* What is expected
Report every line in the entries below that contains the word "blue", matching case exactly.

* Extracted data
***
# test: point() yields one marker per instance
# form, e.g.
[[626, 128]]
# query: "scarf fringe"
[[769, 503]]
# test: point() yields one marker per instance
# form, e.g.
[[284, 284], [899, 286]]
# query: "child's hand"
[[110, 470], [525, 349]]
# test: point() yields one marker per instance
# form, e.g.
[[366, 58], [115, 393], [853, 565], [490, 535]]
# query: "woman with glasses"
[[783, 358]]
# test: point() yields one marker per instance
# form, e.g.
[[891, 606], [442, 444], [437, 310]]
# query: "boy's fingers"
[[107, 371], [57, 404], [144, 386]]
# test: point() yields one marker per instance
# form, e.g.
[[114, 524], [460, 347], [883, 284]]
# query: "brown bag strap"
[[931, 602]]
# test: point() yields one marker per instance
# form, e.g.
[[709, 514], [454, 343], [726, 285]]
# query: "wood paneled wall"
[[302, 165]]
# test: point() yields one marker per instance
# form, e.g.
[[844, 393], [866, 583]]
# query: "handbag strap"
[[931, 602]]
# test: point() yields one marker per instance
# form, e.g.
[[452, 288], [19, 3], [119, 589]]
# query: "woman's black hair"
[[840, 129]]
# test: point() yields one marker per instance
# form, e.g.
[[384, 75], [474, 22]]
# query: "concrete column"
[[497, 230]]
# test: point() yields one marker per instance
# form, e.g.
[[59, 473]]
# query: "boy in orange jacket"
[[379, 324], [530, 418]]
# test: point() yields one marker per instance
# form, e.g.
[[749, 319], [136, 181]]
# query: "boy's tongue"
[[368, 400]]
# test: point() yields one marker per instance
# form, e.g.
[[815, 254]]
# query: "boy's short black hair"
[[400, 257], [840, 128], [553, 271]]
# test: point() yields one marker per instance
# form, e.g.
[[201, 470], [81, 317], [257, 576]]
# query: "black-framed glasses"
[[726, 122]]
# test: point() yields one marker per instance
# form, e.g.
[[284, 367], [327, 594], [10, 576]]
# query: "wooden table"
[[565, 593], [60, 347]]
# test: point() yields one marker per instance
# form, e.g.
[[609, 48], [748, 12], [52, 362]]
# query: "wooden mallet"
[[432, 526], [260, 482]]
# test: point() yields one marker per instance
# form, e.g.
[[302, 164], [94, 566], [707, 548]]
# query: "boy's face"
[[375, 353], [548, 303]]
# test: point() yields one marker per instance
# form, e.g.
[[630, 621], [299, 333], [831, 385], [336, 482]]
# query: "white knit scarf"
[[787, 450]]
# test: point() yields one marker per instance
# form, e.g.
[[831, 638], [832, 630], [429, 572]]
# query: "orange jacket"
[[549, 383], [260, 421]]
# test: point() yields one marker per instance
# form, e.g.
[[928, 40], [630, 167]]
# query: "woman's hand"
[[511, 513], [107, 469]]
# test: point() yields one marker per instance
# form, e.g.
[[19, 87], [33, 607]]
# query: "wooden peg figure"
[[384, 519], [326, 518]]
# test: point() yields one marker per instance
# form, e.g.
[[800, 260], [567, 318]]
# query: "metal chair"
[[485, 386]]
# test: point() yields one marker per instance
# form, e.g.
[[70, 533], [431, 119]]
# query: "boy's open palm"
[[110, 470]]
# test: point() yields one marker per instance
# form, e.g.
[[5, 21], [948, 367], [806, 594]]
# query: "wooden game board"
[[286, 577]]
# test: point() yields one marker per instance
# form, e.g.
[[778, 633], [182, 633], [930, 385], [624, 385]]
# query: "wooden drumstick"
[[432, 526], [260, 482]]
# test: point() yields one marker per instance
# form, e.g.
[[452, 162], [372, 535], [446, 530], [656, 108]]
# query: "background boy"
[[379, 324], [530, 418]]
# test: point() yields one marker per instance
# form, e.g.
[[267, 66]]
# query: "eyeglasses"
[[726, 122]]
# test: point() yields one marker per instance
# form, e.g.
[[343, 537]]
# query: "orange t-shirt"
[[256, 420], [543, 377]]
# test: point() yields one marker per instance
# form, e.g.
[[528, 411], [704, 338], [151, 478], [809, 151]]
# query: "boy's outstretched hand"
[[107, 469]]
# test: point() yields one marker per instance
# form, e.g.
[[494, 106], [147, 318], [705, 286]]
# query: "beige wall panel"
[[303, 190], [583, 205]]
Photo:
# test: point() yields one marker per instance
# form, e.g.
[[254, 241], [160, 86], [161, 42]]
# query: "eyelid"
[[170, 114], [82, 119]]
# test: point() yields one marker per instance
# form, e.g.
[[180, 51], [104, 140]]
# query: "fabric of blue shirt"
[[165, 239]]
***
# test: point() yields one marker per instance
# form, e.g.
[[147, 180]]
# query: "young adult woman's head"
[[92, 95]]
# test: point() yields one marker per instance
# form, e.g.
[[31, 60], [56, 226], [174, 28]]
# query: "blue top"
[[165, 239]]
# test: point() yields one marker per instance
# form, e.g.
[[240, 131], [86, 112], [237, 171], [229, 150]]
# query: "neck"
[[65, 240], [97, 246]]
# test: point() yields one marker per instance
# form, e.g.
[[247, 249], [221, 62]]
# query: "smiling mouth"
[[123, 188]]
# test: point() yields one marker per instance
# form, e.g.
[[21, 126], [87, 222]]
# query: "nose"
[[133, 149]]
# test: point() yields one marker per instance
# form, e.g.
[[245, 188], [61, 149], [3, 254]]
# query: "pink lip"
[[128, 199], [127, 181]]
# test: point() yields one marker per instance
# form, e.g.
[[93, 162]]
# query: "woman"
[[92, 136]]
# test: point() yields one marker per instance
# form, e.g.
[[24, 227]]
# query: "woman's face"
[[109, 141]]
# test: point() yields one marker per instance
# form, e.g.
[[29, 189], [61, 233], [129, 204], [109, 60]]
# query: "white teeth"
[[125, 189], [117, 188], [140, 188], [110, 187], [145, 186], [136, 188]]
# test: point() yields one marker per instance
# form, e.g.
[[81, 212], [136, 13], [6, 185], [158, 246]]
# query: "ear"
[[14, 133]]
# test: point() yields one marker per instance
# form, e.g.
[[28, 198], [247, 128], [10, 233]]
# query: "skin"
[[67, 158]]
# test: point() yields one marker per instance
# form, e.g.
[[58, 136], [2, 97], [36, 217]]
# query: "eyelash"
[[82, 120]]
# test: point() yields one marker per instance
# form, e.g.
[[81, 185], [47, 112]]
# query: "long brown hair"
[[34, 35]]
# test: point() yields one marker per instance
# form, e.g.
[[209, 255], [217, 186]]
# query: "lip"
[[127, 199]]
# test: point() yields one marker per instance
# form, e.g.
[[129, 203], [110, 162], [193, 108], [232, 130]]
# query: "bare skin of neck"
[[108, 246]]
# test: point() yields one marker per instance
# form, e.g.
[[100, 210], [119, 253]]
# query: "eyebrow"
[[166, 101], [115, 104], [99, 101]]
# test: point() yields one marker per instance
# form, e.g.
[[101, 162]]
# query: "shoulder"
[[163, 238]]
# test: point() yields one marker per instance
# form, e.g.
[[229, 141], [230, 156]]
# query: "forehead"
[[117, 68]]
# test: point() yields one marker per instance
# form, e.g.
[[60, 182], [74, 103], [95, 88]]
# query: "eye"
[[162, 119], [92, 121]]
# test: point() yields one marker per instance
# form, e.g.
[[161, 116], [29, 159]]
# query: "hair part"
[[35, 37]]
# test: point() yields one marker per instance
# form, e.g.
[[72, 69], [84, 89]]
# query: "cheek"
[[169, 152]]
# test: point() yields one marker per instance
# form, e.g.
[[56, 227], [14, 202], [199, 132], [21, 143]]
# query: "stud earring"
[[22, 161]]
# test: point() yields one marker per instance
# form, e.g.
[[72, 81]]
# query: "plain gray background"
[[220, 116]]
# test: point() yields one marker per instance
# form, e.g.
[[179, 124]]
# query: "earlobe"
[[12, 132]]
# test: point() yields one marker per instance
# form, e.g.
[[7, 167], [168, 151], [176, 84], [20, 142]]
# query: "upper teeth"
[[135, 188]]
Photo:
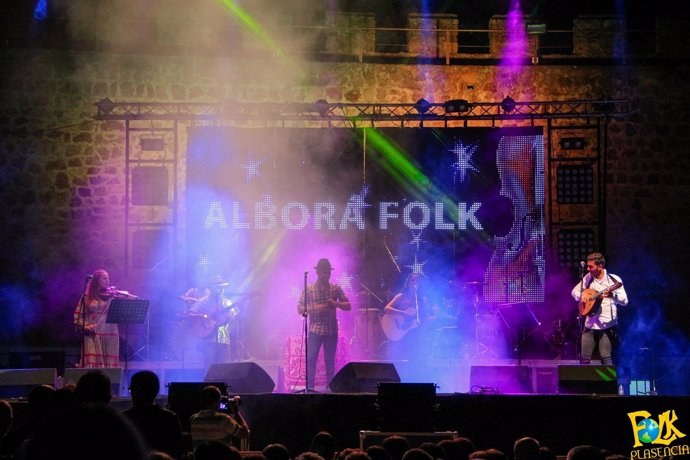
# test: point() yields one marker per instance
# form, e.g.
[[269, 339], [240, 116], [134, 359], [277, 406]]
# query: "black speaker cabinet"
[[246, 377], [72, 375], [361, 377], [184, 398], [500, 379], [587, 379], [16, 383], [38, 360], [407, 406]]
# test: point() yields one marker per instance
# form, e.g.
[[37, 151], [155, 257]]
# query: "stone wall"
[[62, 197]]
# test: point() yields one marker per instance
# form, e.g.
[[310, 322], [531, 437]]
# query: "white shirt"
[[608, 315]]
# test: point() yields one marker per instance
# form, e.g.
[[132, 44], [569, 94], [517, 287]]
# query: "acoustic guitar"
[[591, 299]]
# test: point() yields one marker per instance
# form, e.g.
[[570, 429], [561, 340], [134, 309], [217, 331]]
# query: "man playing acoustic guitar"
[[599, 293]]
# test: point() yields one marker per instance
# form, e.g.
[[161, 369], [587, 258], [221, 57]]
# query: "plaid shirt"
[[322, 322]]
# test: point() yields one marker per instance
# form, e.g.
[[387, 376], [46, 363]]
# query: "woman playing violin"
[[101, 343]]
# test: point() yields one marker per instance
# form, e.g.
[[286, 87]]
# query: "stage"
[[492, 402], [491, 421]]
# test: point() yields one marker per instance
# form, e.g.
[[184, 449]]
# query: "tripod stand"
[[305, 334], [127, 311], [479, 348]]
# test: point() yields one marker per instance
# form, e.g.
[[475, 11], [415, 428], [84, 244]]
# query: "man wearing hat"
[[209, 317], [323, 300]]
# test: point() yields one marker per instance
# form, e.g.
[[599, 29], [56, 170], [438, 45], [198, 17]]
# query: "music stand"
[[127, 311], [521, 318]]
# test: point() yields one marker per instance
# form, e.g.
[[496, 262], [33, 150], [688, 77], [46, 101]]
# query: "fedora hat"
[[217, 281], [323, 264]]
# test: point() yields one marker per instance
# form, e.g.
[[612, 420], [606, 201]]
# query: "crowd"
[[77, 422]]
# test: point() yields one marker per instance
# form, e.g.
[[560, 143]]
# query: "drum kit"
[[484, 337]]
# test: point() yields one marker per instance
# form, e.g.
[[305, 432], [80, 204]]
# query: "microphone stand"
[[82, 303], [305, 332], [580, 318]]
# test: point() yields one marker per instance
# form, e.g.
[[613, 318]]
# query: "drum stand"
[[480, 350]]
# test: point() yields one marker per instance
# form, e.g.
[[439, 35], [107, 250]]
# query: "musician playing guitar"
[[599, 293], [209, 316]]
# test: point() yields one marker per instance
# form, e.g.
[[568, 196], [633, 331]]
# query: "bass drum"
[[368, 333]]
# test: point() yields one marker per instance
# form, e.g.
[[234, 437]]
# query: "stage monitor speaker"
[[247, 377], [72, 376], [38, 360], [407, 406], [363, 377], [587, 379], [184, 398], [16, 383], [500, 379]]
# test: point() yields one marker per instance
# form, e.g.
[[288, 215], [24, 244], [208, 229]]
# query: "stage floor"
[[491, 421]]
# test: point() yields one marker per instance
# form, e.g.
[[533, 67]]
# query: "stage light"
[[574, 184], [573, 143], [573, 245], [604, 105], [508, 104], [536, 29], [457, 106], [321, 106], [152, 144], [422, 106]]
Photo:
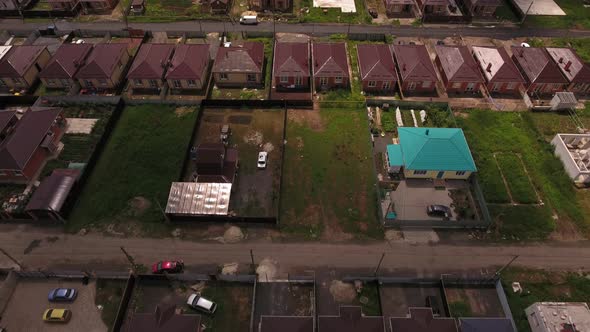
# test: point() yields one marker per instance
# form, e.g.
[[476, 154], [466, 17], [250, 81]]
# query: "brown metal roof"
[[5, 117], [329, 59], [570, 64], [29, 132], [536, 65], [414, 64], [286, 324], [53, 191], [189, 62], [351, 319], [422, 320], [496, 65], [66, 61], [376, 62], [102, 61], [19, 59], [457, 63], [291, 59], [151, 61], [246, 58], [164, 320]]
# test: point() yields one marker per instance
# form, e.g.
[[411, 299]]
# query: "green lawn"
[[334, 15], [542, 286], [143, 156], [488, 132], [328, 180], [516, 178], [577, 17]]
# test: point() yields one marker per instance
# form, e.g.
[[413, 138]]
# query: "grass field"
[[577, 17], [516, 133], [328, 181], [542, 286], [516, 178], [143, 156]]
***
* Task result
# query: "fabric of blue shirt"
# query: "blue top"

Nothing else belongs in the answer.